# [PROBLEM STATEMENT]
Quote the listing below verbatim, every line unchanged.

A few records
#####
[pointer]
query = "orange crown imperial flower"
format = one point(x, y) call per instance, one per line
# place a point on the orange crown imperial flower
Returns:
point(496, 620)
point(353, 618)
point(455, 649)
#####
# [OUTPUT OF THE EXERCISE]
[pointer]
query = "orange crown imperial flower"
format = one point(x, y) call per instance, one per line
# place a point on the orange crown imperial flower
Returns:
point(496, 620)
point(353, 618)
point(455, 649)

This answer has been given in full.